■ **PASSAGE SHOWN**:
[Start]

Mood: Also befuddled and bemused
Listening to: Ab Fab on tv
Tuesday, 10.34 pm
HE can't abide my sitting up and playing on the computer. Why don't you come to bed?? Because I don't sodding want to. You need your sleep, you were going to sleep on the sofa before. Don't tell me when to go to bed - and I wasn't even on the sodding sofa. It was a chair. You're only playing stupid games. Mindless repetitive not having to think stuff, non violent, not loud, SO WHAT????
Grrr.
Hello world, me again. No, not under the influence, just burbling.
It's been an interesting couple of days - in a boringly domestic sense only, don't get too excited. Work has been fine - but then I remembered the troll will be there tomorrow which will put a slight damper on things. Must make sure I take my blood pressure pill. Things have been busy, but tonight the progress chart reared its (ugly? smiley faced!) head and the required targets were pointed out. No, we haven't met them yet but not entirely gloom and doom, seasonal adjustments mean that this week is being compared with the week of Mother's day last year so naturally it's somewhat lighter.
Kids - well, have had a major upheaval on the Small front in that he refused point blank to go to the caregiver on Monday. Floods of tears, genuine ones, and one tres upset little boy. Of course the husband was out of town and couldn't help, but luckily a neighbour filled the gap, and did so again today. It's hard trying to do the shuffle comfort thing in your tea break - ten minutes has to streeeeetch sometimes. Anyway, have found another lovely lady who can do Mondays and Tuesdays most weeks (except when her husband is home, he's airforce); one of the girls at work will cover Wednesdays and maybe Thursdays too. Between the lady down the road and the next door neighbour that should cover gaps - but it is stressful.

[End]

■ **MATERIALS PROVIDED**:
[Start]

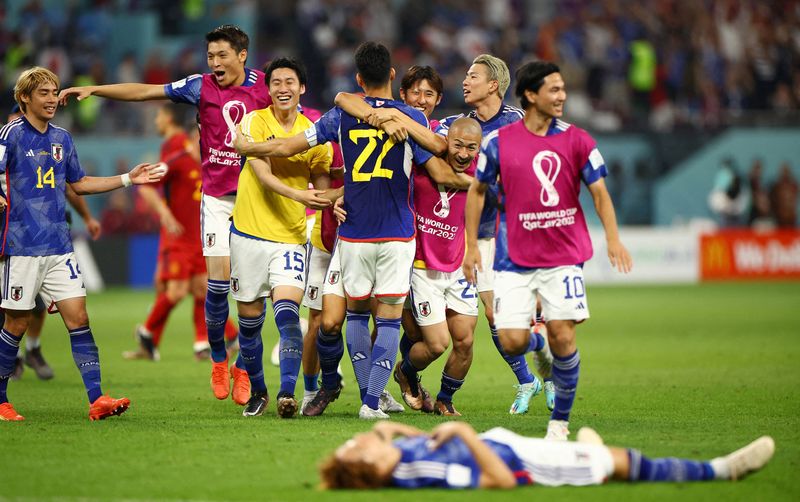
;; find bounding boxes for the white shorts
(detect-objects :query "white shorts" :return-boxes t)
[410,268,478,326]
[494,265,589,329]
[337,240,417,304]
[475,237,494,293]
[200,194,236,256]
[480,427,614,486]
[303,244,344,310]
[0,253,86,310]
[231,233,306,302]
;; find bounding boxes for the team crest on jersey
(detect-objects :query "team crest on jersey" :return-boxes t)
[419,302,431,317]
[50,143,64,162]
[11,286,22,302]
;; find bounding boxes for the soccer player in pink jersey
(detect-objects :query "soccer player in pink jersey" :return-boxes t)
[464,62,632,441]
[59,25,272,399]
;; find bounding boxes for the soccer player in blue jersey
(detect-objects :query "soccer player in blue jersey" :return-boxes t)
[231,42,470,419]
[354,54,555,414]
[0,67,165,421]
[320,421,775,489]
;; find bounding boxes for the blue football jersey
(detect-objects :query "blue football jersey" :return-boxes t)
[306,97,432,242]
[0,117,85,256]
[392,436,527,488]
[436,104,525,239]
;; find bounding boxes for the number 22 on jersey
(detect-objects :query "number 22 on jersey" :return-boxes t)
[36,166,56,188]
[350,129,395,183]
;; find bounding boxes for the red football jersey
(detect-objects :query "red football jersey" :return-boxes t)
[158,132,203,253]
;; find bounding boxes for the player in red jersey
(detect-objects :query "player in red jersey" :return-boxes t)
[123,103,236,361]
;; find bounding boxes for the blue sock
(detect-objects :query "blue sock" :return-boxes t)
[303,373,319,392]
[436,372,464,403]
[489,326,533,384]
[550,350,581,421]
[347,310,372,401]
[400,333,416,360]
[528,332,545,352]
[236,312,267,393]
[364,317,400,410]
[0,329,22,404]
[317,328,344,390]
[69,326,103,403]
[206,279,231,366]
[272,300,303,396]
[628,449,714,481]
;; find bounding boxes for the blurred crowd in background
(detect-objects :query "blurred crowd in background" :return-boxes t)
[0,0,800,231]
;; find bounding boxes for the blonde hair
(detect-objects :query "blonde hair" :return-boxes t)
[472,54,511,99]
[14,66,61,113]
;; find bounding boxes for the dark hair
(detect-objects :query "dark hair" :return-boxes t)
[400,65,444,96]
[515,61,561,109]
[264,58,306,87]
[206,24,250,54]
[356,42,392,87]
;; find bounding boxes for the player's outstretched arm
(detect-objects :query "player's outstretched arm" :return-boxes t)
[58,83,167,106]
[67,185,102,241]
[431,422,517,488]
[247,157,333,209]
[423,156,473,190]
[589,178,633,274]
[70,164,167,195]
[233,123,310,157]
[461,179,489,284]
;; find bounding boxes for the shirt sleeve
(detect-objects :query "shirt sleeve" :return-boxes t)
[475,131,500,185]
[164,73,203,105]
[306,106,342,146]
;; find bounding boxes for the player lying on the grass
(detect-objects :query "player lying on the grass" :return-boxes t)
[320,421,775,489]
[0,67,164,421]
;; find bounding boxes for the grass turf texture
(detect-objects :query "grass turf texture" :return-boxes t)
[0,283,800,501]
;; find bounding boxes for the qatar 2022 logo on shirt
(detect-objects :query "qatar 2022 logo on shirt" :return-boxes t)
[533,150,561,207]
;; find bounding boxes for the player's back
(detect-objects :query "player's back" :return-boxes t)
[332,97,431,241]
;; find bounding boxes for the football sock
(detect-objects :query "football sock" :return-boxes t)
[25,335,41,350]
[206,279,231,363]
[144,293,175,347]
[342,310,372,401]
[436,372,464,403]
[550,350,581,421]
[528,332,545,352]
[489,326,533,384]
[303,373,319,392]
[236,312,267,393]
[628,449,714,481]
[272,300,303,395]
[317,328,349,390]
[0,329,22,404]
[400,333,415,360]
[69,326,103,403]
[192,297,208,342]
[364,317,400,410]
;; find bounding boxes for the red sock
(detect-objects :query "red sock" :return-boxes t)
[144,293,175,347]
[225,317,239,342]
[192,296,208,343]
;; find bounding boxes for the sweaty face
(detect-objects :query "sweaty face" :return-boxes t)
[207,40,247,87]
[526,73,567,118]
[20,82,58,122]
[400,79,442,118]
[269,68,306,110]
[461,63,494,106]
[447,127,481,173]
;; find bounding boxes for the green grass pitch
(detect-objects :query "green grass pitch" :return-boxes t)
[0,283,800,501]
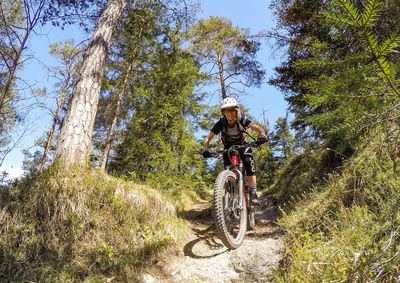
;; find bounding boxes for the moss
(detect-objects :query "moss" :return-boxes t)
[276,131,400,282]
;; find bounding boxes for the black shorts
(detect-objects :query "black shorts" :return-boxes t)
[223,147,256,176]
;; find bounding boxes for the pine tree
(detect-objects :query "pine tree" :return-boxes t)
[189,17,265,99]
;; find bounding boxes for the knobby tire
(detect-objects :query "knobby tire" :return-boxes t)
[213,170,247,249]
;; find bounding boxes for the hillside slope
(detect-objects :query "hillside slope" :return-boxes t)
[137,197,284,283]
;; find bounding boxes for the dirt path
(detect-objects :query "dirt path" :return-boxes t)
[139,197,284,283]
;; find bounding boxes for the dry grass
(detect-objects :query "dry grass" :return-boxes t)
[0,167,184,282]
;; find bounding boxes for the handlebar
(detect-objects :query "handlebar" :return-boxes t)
[206,141,262,158]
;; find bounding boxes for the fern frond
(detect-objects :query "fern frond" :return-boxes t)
[377,32,400,57]
[338,0,362,27]
[360,0,383,27]
[321,12,357,28]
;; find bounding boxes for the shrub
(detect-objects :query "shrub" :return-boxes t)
[0,166,183,282]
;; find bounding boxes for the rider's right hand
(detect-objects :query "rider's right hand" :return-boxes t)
[203,150,213,158]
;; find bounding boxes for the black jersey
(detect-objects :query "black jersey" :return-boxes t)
[211,116,251,146]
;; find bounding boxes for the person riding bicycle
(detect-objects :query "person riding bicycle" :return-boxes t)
[203,97,267,205]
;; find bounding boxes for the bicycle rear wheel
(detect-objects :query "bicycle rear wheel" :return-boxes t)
[213,170,247,249]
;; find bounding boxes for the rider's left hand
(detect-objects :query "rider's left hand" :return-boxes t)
[257,135,268,145]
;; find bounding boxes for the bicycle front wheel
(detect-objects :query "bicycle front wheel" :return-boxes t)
[213,170,247,249]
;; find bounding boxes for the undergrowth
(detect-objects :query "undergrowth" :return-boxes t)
[0,166,184,282]
[276,132,400,282]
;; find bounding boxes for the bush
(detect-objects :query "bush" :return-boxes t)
[0,167,184,282]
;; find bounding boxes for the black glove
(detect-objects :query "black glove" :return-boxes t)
[257,135,268,145]
[203,150,213,158]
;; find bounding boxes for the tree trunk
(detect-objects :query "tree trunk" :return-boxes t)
[218,54,226,99]
[54,0,127,166]
[101,63,132,171]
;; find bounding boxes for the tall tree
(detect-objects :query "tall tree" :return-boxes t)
[94,2,168,170]
[189,17,265,99]
[270,0,400,140]
[55,0,127,165]
[109,27,202,179]
[0,0,46,162]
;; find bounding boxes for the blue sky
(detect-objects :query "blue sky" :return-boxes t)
[0,0,287,172]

[End]

■ **REQUIREMENTS**:
[1] Rewrite the rows starting at the line containing "the qatar 2022 logo on shirt" and ending at the line containing "[332,97,431,241]", replacing "player's back" with "back of the player" and leaving everything else unchanged.
[2] Pick up the diary entry about work and child care where it stops, writing the next part.
The diary entry and the rows are independent of each other.

■ **RESPONSES PER TASK**:
[1]
;; find bounding boxes for the qatar 2022 logo on shirt
(detect-objects :query "qatar 2022 logo on shirt" :return-boxes t)
[533,150,561,207]
;; find bounding boxes for the back of the player
(detect-objects :query "back of the player" :return-boxes t)
[332,97,431,241]

[2]
The biggie on the home front is that the husband has got a bee in his bonnet about buying a section in conjunction with the great white hunting partner. There has been a big paddock become available, and it's a great opportunity to get in at the ground floor - it would carve up into three sections of about half an acre each. I'm not really certain about it all, hadn't considered moving let alone building but there you go. One never knows what is going on inside somebody else's head. The thought of forking out all that dosh really bothers me but apparently this time we will do things in the proper order i.e. sell this place before starting the next. And we'll have to borrow the money for the section, which means more monthly expense - and we haven't started getting our heads above the murk yet. I know I work four days a week now but the pay is crap and it always goes before the next payday.
And how to design a whole house? I have certain ideas about what I'd like in a kitchen for example, but stringing a whole house together? Oh my God. Then how on earth will I be able to furnish a lovely new home with all the odds and sods we have? How would it ever stay tidy? How will I shed enough stuff (STUFF) to move anywhere? I can see bitter acrimony ahead. Maybe we could build a granny flat out the back for me to live in by myself. I could you know, I like my own company.
All this was landed on me on Sunday night, almost casually in passing. I mean, its a huge thing to take in. I didn't know he'd been mulling it over for a while! Hellooooo, I'm over here!! Let's talk about these enormous decisions!!!
Too much, think I'll have to start making lists.
Sigh.
Jaybee.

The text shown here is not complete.